WHAT NEEDS TO BE DONE
Lift out, unaltered, the lines of the material below between the line holding "Could you point out the coniferous" and the line holding "Could you point out the river in", counting both.

EXERCISE MATERIAL

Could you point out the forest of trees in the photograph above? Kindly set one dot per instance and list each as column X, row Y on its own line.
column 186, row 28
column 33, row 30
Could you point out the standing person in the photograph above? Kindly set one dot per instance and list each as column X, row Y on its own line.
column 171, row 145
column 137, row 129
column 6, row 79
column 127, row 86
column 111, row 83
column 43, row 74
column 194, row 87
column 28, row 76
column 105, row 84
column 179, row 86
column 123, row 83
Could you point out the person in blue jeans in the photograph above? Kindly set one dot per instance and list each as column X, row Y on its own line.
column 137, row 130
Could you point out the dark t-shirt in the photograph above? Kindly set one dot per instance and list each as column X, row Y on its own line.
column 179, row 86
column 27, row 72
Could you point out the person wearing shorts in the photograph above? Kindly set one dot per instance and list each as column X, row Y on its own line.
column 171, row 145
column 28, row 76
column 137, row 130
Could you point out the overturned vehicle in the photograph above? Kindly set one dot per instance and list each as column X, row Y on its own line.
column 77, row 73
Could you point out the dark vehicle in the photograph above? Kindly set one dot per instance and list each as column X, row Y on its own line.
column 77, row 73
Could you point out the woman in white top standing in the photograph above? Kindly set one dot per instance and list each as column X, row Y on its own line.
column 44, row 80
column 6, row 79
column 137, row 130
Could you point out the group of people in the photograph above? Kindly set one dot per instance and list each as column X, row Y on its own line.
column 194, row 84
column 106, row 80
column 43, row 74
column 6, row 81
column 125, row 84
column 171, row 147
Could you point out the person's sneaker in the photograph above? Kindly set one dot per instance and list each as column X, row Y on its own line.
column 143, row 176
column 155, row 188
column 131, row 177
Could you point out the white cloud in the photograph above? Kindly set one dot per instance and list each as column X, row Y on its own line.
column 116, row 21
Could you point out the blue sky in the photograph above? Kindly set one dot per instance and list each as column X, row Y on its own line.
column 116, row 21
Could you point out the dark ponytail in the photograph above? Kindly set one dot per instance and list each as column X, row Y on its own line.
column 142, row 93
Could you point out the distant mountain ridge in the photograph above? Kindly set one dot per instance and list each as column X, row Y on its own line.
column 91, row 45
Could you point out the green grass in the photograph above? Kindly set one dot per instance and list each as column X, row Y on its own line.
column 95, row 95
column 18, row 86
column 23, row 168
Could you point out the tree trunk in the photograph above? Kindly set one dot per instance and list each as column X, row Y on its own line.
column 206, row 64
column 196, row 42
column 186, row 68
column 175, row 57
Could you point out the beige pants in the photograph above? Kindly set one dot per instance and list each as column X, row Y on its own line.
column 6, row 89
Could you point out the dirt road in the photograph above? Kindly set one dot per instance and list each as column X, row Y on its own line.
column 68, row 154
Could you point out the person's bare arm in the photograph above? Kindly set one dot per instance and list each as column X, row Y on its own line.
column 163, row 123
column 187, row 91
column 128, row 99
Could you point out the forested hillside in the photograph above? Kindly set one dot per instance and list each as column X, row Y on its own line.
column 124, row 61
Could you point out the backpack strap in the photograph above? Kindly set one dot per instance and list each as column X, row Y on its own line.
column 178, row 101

* * *

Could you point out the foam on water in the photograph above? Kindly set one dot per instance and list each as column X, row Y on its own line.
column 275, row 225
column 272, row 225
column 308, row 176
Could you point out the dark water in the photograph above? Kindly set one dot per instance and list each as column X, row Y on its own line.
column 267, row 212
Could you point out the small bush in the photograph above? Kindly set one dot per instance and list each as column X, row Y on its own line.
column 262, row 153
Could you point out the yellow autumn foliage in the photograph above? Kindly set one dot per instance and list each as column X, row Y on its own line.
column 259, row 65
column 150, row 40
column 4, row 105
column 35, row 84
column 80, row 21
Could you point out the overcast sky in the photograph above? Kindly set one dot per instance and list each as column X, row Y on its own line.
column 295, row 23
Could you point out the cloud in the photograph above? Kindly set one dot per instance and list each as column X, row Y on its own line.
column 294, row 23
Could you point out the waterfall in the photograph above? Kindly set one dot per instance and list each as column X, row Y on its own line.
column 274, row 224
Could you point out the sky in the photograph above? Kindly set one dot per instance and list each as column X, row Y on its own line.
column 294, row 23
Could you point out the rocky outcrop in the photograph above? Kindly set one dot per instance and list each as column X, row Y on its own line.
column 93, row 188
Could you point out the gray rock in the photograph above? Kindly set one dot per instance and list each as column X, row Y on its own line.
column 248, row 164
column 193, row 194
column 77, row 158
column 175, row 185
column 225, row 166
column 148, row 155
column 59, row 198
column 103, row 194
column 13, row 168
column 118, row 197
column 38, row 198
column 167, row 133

--

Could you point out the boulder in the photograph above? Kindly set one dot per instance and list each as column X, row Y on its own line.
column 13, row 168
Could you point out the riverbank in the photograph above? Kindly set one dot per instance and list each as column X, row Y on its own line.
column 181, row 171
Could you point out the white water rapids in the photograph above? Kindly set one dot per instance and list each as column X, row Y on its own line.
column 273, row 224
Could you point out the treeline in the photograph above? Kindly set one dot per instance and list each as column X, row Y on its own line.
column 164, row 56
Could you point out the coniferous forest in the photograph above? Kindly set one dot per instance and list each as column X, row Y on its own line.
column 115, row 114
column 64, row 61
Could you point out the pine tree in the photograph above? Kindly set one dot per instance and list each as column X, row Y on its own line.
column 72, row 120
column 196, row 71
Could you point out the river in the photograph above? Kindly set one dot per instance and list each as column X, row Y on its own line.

SOLUTION TO THE PROBLEM
Could you point out the coniferous forest in the photograph above? Kindly set one dot per instance and list each as column X, row Y on its own line.
column 115, row 114
column 64, row 61
Could you point out the pine tree in the photograph above? Kindly set one dot per instance and list each as column X, row Y on its own line.
column 72, row 120
column 196, row 71
Could you point out the river in the photograph above? Kindly set one dot per instance and list each as column X, row Y on its own line.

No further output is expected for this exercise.